Data for review Block Start

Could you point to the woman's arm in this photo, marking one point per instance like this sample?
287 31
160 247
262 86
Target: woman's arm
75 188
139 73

Data for review Block End

The records above, in their entirety, need to be set down again exactly.

Could you point to the woman's arm in this photo, marking one point per instance like this sample?
287 31
160 247
262 86
Target: woman's arm
75 188
139 73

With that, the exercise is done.